EXERCISE INSTRUCTIONS » Pictures in the data must not be copied, but everything else should be output exactly.
[DATA — start]
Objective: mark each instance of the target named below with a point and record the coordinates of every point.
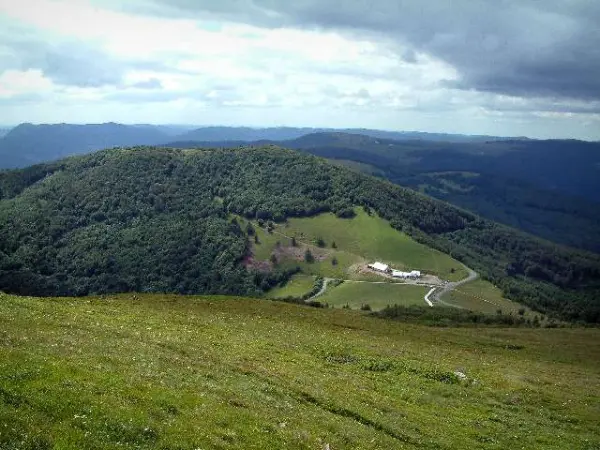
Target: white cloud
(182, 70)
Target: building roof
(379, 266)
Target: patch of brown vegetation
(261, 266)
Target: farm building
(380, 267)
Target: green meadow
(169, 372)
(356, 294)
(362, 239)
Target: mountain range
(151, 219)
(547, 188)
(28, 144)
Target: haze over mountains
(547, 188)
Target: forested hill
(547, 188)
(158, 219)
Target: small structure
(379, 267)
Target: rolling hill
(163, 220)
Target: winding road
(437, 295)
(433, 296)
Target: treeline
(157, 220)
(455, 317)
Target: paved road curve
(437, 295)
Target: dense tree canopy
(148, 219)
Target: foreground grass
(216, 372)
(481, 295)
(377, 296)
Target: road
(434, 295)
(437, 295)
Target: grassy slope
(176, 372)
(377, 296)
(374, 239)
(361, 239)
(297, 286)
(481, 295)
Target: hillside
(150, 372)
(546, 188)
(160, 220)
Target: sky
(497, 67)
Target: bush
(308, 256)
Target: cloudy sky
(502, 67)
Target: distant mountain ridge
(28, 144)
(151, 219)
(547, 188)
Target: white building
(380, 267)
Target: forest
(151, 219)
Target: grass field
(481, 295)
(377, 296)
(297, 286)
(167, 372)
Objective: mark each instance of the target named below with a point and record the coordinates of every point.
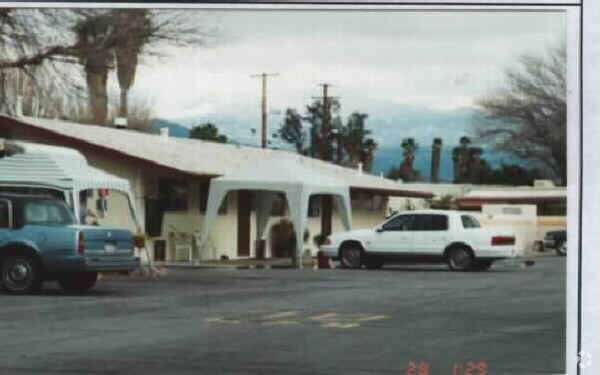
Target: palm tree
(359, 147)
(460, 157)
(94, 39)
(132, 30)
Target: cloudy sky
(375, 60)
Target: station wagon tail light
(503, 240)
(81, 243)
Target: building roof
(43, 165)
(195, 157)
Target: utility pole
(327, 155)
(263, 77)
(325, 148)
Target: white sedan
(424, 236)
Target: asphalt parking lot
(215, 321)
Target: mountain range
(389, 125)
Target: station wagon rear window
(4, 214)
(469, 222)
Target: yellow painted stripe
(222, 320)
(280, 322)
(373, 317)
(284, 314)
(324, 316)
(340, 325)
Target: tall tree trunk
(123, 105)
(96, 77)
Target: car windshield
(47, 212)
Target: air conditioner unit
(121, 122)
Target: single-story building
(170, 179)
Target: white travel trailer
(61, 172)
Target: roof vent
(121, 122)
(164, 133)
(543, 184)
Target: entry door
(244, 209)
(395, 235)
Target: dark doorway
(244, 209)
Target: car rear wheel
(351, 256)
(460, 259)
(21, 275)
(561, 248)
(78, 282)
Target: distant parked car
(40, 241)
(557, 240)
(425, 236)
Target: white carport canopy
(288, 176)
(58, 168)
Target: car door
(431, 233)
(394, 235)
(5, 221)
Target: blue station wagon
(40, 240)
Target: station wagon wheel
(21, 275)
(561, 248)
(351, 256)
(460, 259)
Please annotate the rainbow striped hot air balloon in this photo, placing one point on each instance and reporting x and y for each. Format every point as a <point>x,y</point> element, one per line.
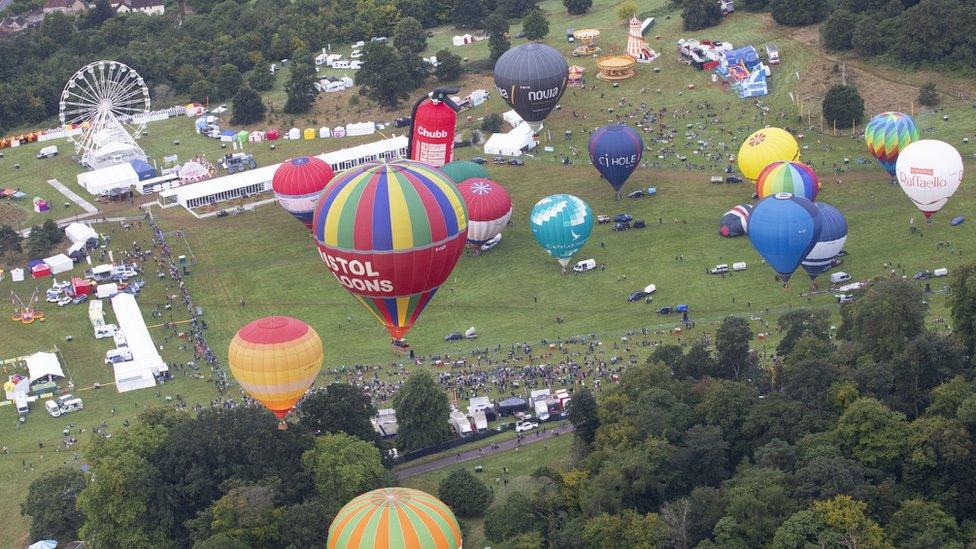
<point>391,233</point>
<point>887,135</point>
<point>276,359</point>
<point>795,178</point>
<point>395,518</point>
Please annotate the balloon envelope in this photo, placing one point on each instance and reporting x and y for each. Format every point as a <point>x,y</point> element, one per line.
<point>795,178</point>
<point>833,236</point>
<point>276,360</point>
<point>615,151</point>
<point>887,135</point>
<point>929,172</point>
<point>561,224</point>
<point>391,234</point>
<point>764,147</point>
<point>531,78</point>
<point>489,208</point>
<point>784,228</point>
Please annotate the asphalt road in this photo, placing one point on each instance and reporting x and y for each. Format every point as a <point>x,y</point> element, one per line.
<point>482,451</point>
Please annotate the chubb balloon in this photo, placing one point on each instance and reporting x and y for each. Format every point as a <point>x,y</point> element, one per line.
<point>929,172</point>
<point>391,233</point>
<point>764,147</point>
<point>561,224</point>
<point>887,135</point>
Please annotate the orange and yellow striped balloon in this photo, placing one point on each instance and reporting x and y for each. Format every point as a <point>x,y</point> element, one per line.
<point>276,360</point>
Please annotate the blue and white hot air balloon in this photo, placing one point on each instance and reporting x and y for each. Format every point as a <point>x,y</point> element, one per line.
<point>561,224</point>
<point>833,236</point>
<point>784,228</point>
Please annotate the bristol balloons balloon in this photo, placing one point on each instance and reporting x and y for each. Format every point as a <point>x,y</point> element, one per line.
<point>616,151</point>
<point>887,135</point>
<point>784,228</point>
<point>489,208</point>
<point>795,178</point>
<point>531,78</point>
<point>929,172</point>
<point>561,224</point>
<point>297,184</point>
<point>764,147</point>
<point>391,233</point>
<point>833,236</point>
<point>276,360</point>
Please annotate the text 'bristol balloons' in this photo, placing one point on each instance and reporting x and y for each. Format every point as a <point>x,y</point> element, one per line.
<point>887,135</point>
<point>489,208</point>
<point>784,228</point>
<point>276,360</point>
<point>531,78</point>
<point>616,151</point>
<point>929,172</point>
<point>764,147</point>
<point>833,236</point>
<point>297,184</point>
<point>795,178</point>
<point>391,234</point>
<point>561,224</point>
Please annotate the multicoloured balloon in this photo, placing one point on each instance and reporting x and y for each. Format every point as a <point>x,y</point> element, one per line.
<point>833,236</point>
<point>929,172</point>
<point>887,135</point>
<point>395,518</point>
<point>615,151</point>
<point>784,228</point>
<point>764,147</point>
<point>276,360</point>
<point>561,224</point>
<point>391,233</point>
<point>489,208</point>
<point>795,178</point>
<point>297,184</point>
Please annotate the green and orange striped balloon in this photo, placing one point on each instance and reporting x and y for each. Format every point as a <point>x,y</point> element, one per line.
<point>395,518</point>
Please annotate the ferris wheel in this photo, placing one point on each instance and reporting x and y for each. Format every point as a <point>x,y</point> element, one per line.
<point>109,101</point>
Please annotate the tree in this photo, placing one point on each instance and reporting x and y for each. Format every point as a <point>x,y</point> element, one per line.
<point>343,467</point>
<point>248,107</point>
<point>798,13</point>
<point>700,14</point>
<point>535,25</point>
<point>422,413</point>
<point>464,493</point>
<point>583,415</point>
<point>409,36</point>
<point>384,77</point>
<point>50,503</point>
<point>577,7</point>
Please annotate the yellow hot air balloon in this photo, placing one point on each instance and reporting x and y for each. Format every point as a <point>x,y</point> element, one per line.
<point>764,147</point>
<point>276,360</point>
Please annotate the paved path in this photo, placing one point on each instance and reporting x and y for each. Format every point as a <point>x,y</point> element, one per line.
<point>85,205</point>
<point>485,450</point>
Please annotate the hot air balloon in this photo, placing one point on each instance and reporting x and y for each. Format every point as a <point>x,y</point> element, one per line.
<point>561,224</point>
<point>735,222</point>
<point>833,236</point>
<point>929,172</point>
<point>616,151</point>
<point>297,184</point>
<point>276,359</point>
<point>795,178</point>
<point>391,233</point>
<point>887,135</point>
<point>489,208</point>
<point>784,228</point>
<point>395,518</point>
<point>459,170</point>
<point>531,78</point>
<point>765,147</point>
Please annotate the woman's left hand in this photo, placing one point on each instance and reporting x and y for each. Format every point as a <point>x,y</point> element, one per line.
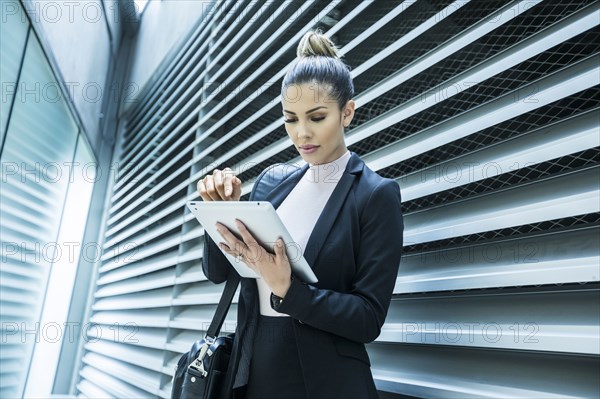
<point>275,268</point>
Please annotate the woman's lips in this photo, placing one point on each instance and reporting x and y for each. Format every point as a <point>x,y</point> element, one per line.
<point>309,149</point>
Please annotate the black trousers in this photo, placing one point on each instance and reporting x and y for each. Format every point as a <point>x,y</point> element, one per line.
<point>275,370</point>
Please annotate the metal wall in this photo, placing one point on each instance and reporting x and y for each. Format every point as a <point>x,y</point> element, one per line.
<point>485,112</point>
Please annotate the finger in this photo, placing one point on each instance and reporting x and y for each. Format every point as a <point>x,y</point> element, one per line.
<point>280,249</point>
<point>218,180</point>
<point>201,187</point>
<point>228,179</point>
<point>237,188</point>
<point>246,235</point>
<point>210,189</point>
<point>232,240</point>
[DATA — finish]
TASK SOLUTION »
Objective: mark each instance of the target named below with a point and record the coordinates of every point.
Target: white cloud
(182, 70)
Target: building roof
(379, 266)
Target: patch of brown vegetation
(261, 266)
Target: farm building
(380, 267)
Target: green meadow
(169, 372)
(356, 294)
(362, 239)
Target: mountain range
(151, 219)
(547, 188)
(28, 144)
Target: haze over mountains
(547, 188)
Target: forested hill
(547, 188)
(158, 219)
Target: small structure
(379, 267)
Target: rolling hill
(163, 220)
Target: winding road
(437, 295)
(433, 296)
Target: treeline
(157, 220)
(455, 317)
Target: paved road curve
(437, 295)
Target: dense tree canopy
(148, 219)
Target: foreground grass
(216, 372)
(481, 295)
(377, 296)
Target: road
(434, 295)
(437, 295)
Target: grassy slope
(176, 372)
(377, 296)
(374, 239)
(361, 239)
(297, 286)
(481, 295)
Target: hillside
(150, 372)
(546, 188)
(160, 220)
Target: sky
(497, 67)
Target: bush
(308, 256)
Target: cloudy sky
(502, 67)
Target: distant mountain ridge
(28, 144)
(151, 219)
(547, 188)
Target: white building
(380, 267)
Target: forest
(151, 219)
Target: grass field
(481, 295)
(377, 296)
(297, 286)
(167, 372)
Objective: mark each instance of the target named below with a point and record the coordinates of every point.
Target: palm tree
(359, 147)
(460, 157)
(94, 39)
(132, 30)
Target: cloudy sky
(375, 60)
Target: station wagon tail light
(503, 240)
(81, 243)
Target: building roof
(43, 165)
(195, 157)
Target: utility pole
(327, 155)
(263, 77)
(325, 148)
Target: white sedan
(424, 236)
Target: asphalt parking lot
(215, 321)
Target: mountain range
(389, 125)
Target: station wagon rear window
(4, 214)
(469, 222)
Target: yellow painted stripe
(222, 320)
(280, 322)
(373, 317)
(284, 314)
(324, 316)
(340, 325)
Target: tall tree trunk
(123, 105)
(96, 77)
Target: car windshield
(47, 212)
Target: air conditioner unit
(121, 122)
Target: single-story building
(170, 179)
Target: white travel trailer
(61, 172)
Target: roof vent
(121, 122)
(164, 133)
(543, 184)
Target: entry door
(244, 209)
(395, 235)
Target: dark doorway
(244, 209)
Target: car rear wheel
(351, 256)
(460, 259)
(21, 275)
(561, 248)
(78, 282)
Target: distant parked car
(40, 241)
(557, 240)
(425, 236)
Target: white carport canopy
(288, 176)
(58, 168)
Target: car door
(431, 233)
(394, 235)
(5, 221)
Target: blue station wagon
(40, 240)
Target: station wagon wheel
(21, 275)
(561, 248)
(351, 256)
(460, 259)
Please annotate the rainbow striped hot air balloon in this photo, placing one point on each instance and reporting x and y for each. Format every point as a <point>x,y</point> element, one per line.
<point>391,233</point>
<point>887,135</point>
<point>276,359</point>
<point>795,178</point>
<point>395,518</point>
Please annotate the balloon envelope in this photo, placing one point on each instance and reporting x and y for each. Format every point as a <point>x,y</point> element, one per line.
<point>795,178</point>
<point>833,236</point>
<point>276,360</point>
<point>615,151</point>
<point>887,135</point>
<point>929,172</point>
<point>561,224</point>
<point>391,234</point>
<point>764,147</point>
<point>531,78</point>
<point>489,208</point>
<point>784,228</point>
Please annotate the asphalt road in this photo, placing one point on each instance and reporting x and y for each. Format every point as a <point>x,y</point> element, one per line.
<point>482,451</point>
Please annotate the chubb balloon in this photo, placing one point on each instance and reporting x and y for each. Format every point as a <point>x,y</point> element, one per line.
<point>929,172</point>
<point>391,233</point>
<point>764,147</point>
<point>561,224</point>
<point>887,135</point>
Please annotate the orange and yellow striped balloon in this photo, placing one point on each instance and reporting x and y for each. Format every point as a <point>x,y</point> element, one per line.
<point>276,360</point>
Please annotate the blue and white hot air balloon in this photo, placing one point on each instance and reporting x and y for each. Format every point as a <point>x,y</point> element, one per line.
<point>561,224</point>
<point>833,236</point>
<point>784,228</point>
Please annotate the bristol balloons balloon in this photo, placing one point on each instance and reporting x and y for each. Format every point as a <point>x,y</point> element, one per line.
<point>616,151</point>
<point>887,135</point>
<point>784,228</point>
<point>489,208</point>
<point>795,178</point>
<point>531,78</point>
<point>929,172</point>
<point>561,224</point>
<point>297,184</point>
<point>764,147</point>
<point>391,233</point>
<point>833,236</point>
<point>276,360</point>
Please annotate the text 'bristol balloons' in this photo, placing one point on each instance and reporting x and y for each. Format every point as a <point>x,y</point> element, one per line.
<point>887,135</point>
<point>489,208</point>
<point>784,228</point>
<point>276,360</point>
<point>531,78</point>
<point>616,151</point>
<point>929,172</point>
<point>764,147</point>
<point>833,236</point>
<point>297,184</point>
<point>795,178</point>
<point>391,234</point>
<point>561,224</point>
Please annotate the multicoloured balloon in this photo, placing one point on each instance and reporting x and y for each. Format every point as a <point>x,y</point> element, one per line.
<point>833,236</point>
<point>929,172</point>
<point>887,135</point>
<point>395,518</point>
<point>615,151</point>
<point>784,228</point>
<point>764,147</point>
<point>276,360</point>
<point>561,224</point>
<point>391,233</point>
<point>489,208</point>
<point>795,178</point>
<point>297,184</point>
Please annotate the green and orange striped balloon in this photo, placing one point on each instance and reporting x and y for each. Format every point as a <point>x,y</point> element, one per line.
<point>395,518</point>
Please annotate the ferris wheel in this photo, placing one point on each instance and reporting x and y for each. Format every point as a <point>x,y</point> element, one per line.
<point>109,101</point>
Please annotate the tree in this photo, placing one point on each instance and reporting x and y for each. Format every point as a <point>x,y</point> element, one per line.
<point>343,467</point>
<point>248,107</point>
<point>798,13</point>
<point>700,14</point>
<point>535,25</point>
<point>422,413</point>
<point>464,493</point>
<point>583,415</point>
<point>409,36</point>
<point>384,77</point>
<point>50,503</point>
<point>577,7</point>
Please annotate the yellow hot air balloon in this photo, placing one point on each instance and reporting x and y for each. Format every point as a <point>x,y</point> element, one per line.
<point>764,147</point>
<point>276,360</point>
Please annotate the paved path in this photo, placing one point on each instance and reporting x and y for each. Format every point as a <point>x,y</point> element, one per line.
<point>85,205</point>
<point>485,450</point>
Please annotate the hot air balloon in this photo, placing one point on each instance and reporting x and y for each. Format every point as a <point>x,y</point> element, one per line.
<point>561,224</point>
<point>735,222</point>
<point>833,236</point>
<point>929,172</point>
<point>616,151</point>
<point>297,184</point>
<point>276,359</point>
<point>795,178</point>
<point>391,233</point>
<point>887,135</point>
<point>489,208</point>
<point>784,228</point>
<point>395,518</point>
<point>459,170</point>
<point>531,78</point>
<point>765,147</point>
Please annotate the woman's left hand in this photo, placing one point on each instance and reporting x and y for each. Format every point as a <point>x,y</point> element, one per line.
<point>275,268</point>
Please annotate the woman's lips in this photo, placing one point on each instance and reporting x and y for each. Format every point as a <point>x,y</point> element, one per line.
<point>309,149</point>
Please annotate the black trousers in this photo, placing one point on each instance and reporting x and y for each. Format every point as a <point>x,y</point> element, one per line.
<point>275,370</point>
Please annotate the metal wall in this photo, placing one point on each instance and reporting x and y for each. Format every point as a <point>x,y</point> element, one per line.
<point>485,112</point>
Please annotate the finger in this photo, placing one point on each instance and reporting x and y for each. Format every point as a <point>x,y</point> element, one per line.
<point>280,249</point>
<point>218,180</point>
<point>201,187</point>
<point>228,179</point>
<point>237,188</point>
<point>246,235</point>
<point>210,189</point>
<point>232,240</point>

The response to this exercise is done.